(Stored entries)
%%

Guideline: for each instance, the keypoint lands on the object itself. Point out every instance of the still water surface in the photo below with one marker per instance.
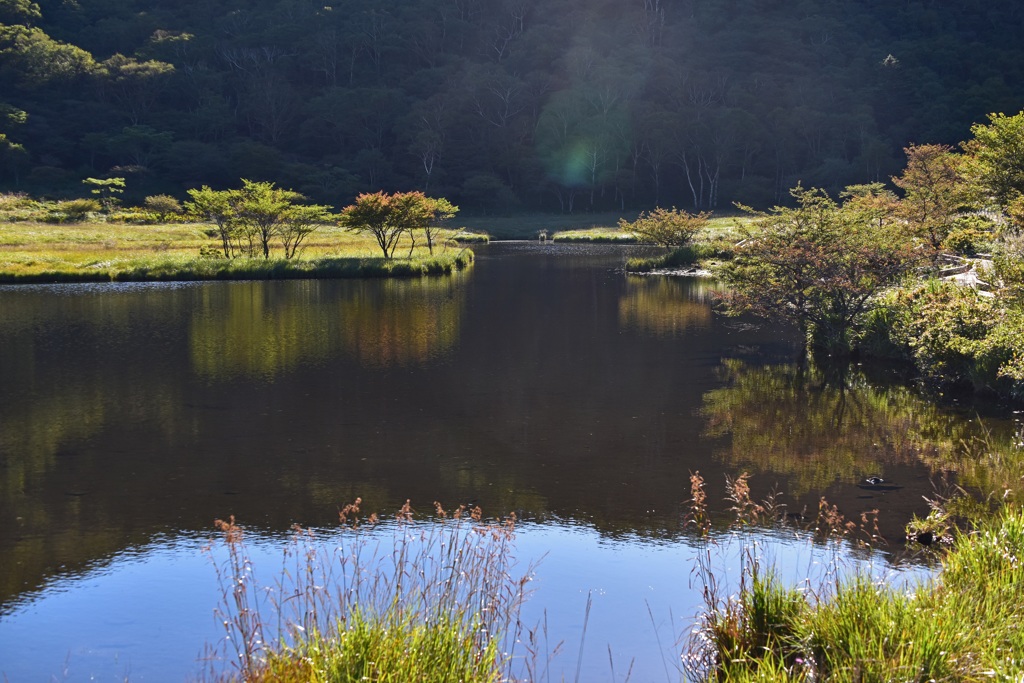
(543, 382)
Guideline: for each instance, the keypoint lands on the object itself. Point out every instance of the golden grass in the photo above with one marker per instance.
(98, 251)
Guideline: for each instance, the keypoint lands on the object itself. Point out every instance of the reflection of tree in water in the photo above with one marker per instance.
(666, 305)
(821, 429)
(257, 330)
(401, 322)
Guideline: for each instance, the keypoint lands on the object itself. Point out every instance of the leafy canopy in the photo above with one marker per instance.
(818, 265)
(387, 217)
(668, 227)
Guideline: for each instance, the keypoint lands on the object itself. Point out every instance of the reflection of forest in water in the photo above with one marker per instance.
(820, 428)
(248, 331)
(548, 384)
(110, 395)
(667, 305)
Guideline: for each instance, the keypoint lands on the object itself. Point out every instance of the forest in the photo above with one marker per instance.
(500, 105)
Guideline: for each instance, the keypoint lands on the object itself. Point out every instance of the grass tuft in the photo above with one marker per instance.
(398, 601)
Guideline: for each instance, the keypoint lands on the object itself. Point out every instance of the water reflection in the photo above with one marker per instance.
(547, 383)
(821, 428)
(667, 306)
(423, 328)
(254, 330)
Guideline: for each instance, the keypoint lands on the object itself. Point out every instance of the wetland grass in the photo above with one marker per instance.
(398, 601)
(110, 252)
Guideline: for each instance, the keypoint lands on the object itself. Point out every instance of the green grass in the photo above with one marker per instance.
(180, 267)
(438, 603)
(699, 253)
(91, 251)
(395, 647)
(965, 625)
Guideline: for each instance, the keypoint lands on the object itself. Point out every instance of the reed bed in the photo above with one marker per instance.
(399, 600)
(964, 625)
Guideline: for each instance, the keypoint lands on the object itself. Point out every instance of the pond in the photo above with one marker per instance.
(542, 382)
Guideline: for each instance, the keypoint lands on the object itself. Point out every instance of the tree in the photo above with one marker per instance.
(260, 212)
(935, 189)
(214, 206)
(434, 213)
(387, 217)
(163, 206)
(669, 227)
(997, 151)
(818, 265)
(257, 213)
(105, 189)
(36, 58)
(300, 221)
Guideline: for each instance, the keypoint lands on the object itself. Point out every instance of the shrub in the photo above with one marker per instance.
(79, 209)
(163, 206)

%%

What to do: Please revise the data above so that "marker" becomes "dot" everywhere and nothing else changes. Leave the pictures out of your answer.

Response to the exercise:
Guideline: for each instance, the keypoint lands on the object itself. Point out every instance of the still water surface in the photo below with one dot per instance.
(543, 382)
Guideline: for each instance, the keypoint lands on the object itself. Point out every instance of the golden grass in the photo above with one dot per instance.
(98, 251)
Guideline: for each instance, the keypoint lands on the object itself. Point out every instance of the reflection of tree in water in the photo above with one dot per instance.
(666, 305)
(821, 429)
(257, 330)
(401, 322)
Guideline: for each instance, the keypoint lands on the object itself. Point out every instance of the leafy canopy in the photo above with one dot per instance.
(818, 265)
(387, 217)
(668, 227)
Guideline: for each instance, the keypoint lands on the object itself. Point out every instance of the reflection of forest in water in the photo above with one dot per instance.
(820, 428)
(248, 331)
(548, 384)
(110, 395)
(667, 305)
Guideline: for each instance, the keypoint lands on the object itself. Point out every instance of the forest in the photo above with one dot per instance.
(500, 105)
Guideline: for each instance, the keypoint lands on the object itself. Point out every instance of the grass tuft in the photo above with one dot per instance.
(398, 601)
Guideline: for each instance, the keypoint lands on the object itself. Point out every instance of the water reflection in the photo above with one dot per instance.
(547, 383)
(821, 428)
(667, 306)
(423, 328)
(254, 330)
Guideline: for each instance, the keypoint lands on the object itself. Point out every instance of the wetland grass in the photo above with one dot per instance.
(398, 601)
(110, 252)
Guideline: for each instance, the keypoint lands on the object itself. Point out every instance of the green grass in the photo above with one dot per instance.
(180, 267)
(438, 603)
(699, 253)
(91, 251)
(395, 647)
(965, 625)
Guideline: for each instance, the keypoint lands on the object itself. Point out every instance of the reed bed in the photo above with one dot per instance.
(399, 600)
(964, 625)
Guideline: for each instance, the keypoint lands on the object itself. Point out every instance of the pond in the photo above with one dot per instance.
(542, 382)
Guideline: for each instance, the keypoint lands on the object itself. Point out every instance of the tree in the photo above with one dot per instance.
(260, 212)
(935, 189)
(214, 206)
(434, 213)
(387, 217)
(163, 206)
(669, 227)
(997, 151)
(818, 265)
(257, 213)
(105, 189)
(36, 58)
(300, 221)
Guideline: for each instance, the keypoint lands on the object itself. Point out every instance of the shrub in the photo above with one dot per instance.
(79, 209)
(163, 206)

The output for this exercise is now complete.